__TASK OBJECTIVE__: Copy the section of the passage on the Russian visitors that opens with the words "Well….the Russian visitors-to-be" and closes with "and vaguely intelligent.", editing it so that "bottled water" is replaced by "spring water".

BEGIN TEXT EXCERPT

Well….the Russian visitors-to-be that arrived in a helicopter decided that out of all the Chateaus they visited that day, we were to be “it” so they dutifully arrived last Monday.
I was trying hard not to panic as they wanted full catering, their linen changed in every room three times during their stay, bottled water, lots of wood, the heating on, the pool organized etc etc etc. We sent them the menu in advance…nothing…we asked politely…nothing…eventually panic set in and there they were, standing in front of me…and me trying hard to look in control and vaguely intelligent.
What made it worse, was that the linen cupboard, this giant hole in the wall which was equaled only by the towel cupboard was in a total mess when we arrived. One of the worst possible things I can think of to do with my time is to unfold a fitted sheet, place it on a bed to be made only to be told that it doesn’t fit and then have to try and refold it. I hate refolding fitted sheets, I hate ironing fitted sheets..they go to the laundry and they come back looking amazing and when they don’t fit…well, needless to say they were rolled up into some semblance of folding and put in a pile which I hoped I would remember whether they were single, double, queen, king or super king. A few days passed and I decided to tackle the cupboard. I couldn’t remember which pile was which and all the others were in a muddle too.
I hit on a cunning plan. It took me ages to make up all the beds. Then, in the seam of each duvet and each fitted sheet, I marked each size with nail polish. Then the shelves in the cupboard were marked with the size and the same code of nail polish. Cool beans, one set done…fifty million to go!

END TEXT EXCERPT
BEGIN DATASET CONTENT

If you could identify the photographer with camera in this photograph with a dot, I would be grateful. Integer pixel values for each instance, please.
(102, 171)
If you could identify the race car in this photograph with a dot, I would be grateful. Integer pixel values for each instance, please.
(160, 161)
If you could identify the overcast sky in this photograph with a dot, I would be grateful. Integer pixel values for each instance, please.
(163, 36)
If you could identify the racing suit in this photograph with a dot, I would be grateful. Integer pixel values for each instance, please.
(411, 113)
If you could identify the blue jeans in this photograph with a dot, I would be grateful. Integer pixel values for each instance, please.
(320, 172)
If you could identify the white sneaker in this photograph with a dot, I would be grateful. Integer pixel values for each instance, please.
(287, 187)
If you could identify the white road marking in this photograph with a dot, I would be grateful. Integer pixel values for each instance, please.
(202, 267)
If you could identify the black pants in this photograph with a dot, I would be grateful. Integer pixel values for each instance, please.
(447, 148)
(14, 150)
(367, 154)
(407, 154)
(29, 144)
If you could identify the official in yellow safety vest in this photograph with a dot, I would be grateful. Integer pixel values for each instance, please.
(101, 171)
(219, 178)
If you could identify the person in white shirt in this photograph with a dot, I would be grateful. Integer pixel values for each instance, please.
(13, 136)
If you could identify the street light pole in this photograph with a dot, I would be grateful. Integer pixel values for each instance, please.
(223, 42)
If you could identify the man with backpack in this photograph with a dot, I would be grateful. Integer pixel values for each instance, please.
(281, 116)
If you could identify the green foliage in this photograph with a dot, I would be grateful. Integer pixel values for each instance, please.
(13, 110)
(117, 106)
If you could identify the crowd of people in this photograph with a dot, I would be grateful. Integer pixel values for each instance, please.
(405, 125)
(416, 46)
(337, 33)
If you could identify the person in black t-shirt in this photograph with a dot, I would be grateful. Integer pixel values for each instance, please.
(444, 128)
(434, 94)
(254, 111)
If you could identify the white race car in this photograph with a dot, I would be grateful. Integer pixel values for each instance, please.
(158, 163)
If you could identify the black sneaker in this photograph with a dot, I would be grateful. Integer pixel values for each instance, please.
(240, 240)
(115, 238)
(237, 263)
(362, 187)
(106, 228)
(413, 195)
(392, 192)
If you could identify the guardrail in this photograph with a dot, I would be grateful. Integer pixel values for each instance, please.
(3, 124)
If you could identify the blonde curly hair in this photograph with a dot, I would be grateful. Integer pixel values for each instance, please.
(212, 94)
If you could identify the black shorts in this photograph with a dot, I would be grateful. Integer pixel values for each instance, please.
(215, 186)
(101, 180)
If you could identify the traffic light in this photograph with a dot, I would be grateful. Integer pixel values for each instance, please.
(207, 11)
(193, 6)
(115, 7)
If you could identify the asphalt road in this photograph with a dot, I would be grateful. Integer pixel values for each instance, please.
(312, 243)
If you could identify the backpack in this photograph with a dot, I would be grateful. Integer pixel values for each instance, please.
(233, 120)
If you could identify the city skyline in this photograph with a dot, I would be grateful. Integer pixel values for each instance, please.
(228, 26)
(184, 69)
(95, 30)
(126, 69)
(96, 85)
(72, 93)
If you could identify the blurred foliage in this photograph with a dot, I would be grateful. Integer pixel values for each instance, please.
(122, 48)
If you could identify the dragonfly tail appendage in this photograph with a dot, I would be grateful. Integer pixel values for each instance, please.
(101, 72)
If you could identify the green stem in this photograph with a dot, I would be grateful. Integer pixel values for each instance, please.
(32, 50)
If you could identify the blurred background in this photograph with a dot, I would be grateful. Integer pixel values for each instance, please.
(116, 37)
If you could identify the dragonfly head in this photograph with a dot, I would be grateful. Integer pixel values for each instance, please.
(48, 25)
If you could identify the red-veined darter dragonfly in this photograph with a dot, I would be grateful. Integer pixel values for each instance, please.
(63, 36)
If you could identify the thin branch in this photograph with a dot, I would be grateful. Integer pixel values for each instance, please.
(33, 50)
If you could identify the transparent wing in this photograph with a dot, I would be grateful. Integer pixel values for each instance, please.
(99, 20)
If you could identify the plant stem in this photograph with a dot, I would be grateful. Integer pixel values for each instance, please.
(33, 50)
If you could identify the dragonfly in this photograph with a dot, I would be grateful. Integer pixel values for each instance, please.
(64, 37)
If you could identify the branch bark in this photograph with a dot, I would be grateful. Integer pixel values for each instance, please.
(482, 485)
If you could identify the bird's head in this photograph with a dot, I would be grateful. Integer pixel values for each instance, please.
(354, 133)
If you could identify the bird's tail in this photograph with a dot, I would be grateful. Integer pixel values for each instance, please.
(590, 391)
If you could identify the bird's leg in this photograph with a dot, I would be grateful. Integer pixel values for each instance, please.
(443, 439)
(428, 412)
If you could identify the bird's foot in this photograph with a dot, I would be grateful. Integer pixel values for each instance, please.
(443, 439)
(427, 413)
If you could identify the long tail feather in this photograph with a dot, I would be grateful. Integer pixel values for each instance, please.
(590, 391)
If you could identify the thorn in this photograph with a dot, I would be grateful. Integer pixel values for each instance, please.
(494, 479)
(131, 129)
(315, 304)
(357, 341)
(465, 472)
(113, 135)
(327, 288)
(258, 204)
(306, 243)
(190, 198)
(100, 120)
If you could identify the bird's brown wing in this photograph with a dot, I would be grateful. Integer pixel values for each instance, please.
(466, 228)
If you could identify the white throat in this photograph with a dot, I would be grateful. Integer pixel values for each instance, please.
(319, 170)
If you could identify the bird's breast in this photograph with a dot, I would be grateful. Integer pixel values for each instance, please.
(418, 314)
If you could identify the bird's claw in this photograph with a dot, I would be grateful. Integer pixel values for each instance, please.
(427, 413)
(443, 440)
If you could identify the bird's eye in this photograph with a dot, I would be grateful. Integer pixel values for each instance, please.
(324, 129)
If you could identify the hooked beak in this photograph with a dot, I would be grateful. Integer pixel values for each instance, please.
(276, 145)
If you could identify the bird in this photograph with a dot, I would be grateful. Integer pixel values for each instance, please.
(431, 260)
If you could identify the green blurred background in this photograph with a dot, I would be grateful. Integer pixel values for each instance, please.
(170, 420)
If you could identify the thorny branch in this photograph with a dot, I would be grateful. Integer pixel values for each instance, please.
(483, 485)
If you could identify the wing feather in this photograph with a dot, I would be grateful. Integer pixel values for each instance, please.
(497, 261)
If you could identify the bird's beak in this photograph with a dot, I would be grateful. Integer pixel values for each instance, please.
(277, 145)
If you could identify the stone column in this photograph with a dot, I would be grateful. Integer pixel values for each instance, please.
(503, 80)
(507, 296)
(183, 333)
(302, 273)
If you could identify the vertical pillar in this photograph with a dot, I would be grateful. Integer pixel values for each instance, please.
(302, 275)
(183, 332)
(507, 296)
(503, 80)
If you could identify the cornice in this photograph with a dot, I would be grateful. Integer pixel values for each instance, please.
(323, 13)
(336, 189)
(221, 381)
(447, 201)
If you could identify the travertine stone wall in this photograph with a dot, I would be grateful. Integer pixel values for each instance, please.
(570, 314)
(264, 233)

END DATASET CONTENT
BEGIN DATASET CONTENT

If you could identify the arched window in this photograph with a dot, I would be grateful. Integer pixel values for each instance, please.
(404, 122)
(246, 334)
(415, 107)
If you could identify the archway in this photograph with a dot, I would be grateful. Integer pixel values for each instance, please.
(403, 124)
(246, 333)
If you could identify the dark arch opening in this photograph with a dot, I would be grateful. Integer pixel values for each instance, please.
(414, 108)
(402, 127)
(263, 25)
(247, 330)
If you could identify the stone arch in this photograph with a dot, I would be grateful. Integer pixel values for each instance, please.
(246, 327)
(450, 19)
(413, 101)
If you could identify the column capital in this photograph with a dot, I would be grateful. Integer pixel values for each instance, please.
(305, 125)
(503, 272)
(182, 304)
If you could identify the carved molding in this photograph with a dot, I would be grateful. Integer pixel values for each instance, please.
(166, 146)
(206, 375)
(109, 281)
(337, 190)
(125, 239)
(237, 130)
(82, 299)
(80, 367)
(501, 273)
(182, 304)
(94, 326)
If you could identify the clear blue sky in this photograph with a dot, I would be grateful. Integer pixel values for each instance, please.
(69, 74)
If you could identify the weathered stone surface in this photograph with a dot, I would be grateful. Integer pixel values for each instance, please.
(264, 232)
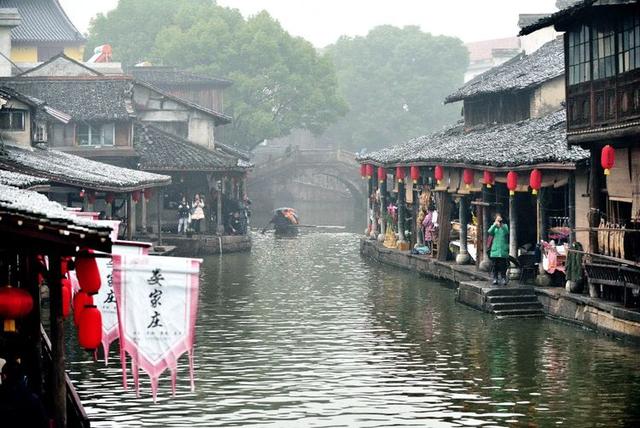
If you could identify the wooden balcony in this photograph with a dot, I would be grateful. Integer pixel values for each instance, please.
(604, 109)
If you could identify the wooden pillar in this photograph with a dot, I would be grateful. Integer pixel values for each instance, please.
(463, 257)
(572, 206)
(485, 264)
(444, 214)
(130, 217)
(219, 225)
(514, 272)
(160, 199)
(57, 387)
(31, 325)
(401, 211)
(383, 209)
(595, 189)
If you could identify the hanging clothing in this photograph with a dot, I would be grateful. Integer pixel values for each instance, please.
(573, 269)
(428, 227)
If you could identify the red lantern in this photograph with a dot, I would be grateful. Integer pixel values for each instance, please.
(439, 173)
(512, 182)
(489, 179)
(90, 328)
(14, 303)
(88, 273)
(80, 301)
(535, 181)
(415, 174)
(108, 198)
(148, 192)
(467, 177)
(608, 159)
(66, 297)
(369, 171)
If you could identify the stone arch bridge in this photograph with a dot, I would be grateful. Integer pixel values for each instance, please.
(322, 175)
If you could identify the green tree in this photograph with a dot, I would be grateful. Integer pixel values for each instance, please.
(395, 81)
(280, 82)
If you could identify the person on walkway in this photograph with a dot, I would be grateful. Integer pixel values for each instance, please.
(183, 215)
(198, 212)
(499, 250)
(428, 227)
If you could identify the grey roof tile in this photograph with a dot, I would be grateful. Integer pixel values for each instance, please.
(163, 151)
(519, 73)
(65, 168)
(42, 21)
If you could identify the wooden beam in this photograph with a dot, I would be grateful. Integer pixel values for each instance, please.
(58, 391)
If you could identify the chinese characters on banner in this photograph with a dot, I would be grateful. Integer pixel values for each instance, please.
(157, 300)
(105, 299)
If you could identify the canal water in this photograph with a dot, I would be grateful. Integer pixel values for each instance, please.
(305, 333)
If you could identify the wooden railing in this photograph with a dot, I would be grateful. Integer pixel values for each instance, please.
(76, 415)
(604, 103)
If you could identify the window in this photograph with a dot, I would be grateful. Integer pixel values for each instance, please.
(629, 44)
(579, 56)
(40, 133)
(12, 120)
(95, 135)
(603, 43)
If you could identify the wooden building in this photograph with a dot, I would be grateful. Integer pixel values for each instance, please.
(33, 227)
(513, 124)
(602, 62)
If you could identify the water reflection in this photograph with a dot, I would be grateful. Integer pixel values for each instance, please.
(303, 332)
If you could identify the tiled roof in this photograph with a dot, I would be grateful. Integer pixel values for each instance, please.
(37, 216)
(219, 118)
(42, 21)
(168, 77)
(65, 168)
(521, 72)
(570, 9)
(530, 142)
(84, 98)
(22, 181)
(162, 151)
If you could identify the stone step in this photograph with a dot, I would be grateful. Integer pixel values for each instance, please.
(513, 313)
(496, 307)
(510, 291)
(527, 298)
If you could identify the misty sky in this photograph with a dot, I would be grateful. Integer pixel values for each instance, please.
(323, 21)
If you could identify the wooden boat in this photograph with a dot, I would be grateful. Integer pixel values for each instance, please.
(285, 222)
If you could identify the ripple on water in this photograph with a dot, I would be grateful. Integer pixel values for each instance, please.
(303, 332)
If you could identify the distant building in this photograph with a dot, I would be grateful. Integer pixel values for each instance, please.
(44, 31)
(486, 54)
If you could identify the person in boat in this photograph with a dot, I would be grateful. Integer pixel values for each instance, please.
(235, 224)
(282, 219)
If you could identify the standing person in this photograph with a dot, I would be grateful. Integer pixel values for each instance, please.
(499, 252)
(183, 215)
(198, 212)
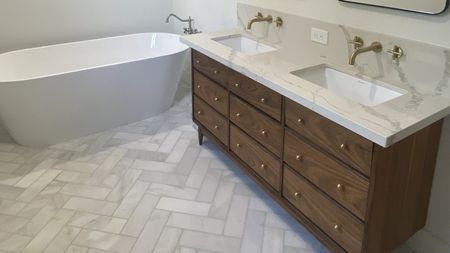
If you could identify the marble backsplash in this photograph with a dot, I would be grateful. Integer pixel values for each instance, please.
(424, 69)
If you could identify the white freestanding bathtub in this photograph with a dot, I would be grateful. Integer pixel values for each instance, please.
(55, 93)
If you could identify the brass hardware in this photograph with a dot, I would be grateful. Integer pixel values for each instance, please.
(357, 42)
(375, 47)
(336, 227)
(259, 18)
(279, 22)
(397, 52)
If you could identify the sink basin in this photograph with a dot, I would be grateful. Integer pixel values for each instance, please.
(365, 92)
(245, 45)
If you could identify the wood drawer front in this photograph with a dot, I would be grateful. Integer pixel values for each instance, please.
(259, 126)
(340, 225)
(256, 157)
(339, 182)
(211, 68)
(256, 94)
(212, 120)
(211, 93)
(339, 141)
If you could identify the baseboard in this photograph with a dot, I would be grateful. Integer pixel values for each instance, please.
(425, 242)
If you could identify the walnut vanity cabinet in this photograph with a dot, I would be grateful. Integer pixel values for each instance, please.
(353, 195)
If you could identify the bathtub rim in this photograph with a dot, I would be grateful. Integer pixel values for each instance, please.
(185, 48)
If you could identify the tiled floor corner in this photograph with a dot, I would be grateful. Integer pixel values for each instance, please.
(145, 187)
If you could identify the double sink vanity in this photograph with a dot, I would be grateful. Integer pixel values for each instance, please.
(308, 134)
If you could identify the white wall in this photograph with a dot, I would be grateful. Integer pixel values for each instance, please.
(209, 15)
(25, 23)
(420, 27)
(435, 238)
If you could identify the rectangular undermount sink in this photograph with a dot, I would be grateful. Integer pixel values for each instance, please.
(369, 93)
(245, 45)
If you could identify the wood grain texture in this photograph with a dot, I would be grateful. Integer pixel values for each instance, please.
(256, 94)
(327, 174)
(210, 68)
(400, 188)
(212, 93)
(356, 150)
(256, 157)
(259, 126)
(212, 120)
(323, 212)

END DATASET CONTENT
BEGIN DATASET CONTENT

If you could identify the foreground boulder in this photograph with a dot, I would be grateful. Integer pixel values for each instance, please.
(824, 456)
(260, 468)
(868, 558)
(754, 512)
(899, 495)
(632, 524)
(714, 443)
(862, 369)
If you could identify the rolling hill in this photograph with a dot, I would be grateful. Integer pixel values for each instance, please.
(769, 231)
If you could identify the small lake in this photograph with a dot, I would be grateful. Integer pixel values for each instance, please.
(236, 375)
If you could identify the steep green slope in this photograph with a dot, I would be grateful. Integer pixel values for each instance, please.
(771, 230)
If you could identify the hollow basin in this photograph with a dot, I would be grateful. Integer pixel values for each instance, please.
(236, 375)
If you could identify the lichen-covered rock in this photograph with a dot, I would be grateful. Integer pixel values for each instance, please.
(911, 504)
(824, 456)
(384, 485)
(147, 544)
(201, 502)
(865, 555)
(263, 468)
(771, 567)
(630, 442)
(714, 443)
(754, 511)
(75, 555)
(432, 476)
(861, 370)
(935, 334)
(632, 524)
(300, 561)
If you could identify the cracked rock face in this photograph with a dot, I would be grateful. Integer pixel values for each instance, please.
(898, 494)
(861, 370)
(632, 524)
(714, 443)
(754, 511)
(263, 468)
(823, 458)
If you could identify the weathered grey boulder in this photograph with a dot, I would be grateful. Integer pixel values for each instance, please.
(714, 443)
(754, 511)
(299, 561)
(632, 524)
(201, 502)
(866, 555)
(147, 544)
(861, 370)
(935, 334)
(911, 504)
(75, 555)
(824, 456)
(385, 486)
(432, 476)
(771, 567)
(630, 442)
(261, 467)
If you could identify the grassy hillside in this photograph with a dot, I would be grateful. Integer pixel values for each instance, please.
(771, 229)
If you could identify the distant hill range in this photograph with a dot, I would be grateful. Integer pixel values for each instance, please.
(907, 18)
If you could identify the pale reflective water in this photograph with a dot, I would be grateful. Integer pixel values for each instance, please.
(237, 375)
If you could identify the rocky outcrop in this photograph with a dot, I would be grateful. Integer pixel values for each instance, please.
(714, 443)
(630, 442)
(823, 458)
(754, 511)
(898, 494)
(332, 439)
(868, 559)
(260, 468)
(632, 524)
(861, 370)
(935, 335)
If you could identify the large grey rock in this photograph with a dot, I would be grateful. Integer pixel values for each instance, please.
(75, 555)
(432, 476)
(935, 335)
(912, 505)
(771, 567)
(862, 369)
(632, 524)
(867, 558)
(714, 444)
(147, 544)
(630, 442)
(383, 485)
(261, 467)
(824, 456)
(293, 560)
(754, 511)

END DATASET CONTENT

__SOLUTION TO THIS PROBLEM__:
Well….the Russian visitors-to-be that arrived in a helicopter decided that out of all the Chateaus they visited that day, we were to be “it” so they dutifully arrived last Monday.
I was trying hard not to panic as they wanted full catering, their linen changed in every room three times during their stay, spring water, lots of wood, the heating on, the pool organized etc etc etc. We sent them the menu in advance…nothing…we asked politely…nothing…eventually panic set in and there they were, standing in front of me…and me trying hard to look in control and vaguely intelligent.